▸ TASK PROMPT: Show every line of the data where the word "cloud" can be found.

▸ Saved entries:

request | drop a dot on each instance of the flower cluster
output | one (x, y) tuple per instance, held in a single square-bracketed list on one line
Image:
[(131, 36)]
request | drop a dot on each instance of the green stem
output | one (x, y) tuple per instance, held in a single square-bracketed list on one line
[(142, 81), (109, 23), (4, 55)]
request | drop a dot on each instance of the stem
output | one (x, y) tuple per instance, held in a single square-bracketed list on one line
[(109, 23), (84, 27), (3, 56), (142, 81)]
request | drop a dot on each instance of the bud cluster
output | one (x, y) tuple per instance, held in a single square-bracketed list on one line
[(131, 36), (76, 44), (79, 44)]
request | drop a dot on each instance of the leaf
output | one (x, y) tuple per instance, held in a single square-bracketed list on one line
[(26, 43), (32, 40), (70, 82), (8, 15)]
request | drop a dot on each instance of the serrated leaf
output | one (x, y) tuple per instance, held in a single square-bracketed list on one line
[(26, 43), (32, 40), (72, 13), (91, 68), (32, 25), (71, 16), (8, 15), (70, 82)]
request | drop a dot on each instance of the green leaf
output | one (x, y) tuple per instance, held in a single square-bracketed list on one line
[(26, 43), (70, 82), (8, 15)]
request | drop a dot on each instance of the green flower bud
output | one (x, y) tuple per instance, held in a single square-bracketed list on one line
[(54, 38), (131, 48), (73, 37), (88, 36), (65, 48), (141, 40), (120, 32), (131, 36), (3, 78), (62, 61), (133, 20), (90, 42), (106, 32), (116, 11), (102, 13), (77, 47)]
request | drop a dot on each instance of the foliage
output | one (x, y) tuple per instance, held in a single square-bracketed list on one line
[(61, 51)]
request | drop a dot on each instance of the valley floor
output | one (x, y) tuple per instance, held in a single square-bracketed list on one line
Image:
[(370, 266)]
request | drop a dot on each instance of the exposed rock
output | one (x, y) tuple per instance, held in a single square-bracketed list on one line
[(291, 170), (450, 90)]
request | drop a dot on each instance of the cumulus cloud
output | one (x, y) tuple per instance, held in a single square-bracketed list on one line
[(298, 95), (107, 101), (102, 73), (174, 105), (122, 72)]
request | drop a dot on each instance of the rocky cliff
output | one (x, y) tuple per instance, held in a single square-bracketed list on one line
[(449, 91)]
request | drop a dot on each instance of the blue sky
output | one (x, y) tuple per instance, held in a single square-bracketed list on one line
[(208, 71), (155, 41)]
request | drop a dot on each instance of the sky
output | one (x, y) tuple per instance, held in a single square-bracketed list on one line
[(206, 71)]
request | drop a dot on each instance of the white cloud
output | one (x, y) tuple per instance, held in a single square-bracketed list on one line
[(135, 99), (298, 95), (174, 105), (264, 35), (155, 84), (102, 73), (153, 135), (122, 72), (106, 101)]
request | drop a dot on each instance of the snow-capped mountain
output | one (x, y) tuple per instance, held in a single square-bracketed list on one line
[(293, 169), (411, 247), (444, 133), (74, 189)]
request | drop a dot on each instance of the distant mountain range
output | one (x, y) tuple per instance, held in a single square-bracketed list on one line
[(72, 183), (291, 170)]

▸ RESULT:
request | drop a dot on each instance of the cumulus cloud
request | drop a dot on each instance of the white cloud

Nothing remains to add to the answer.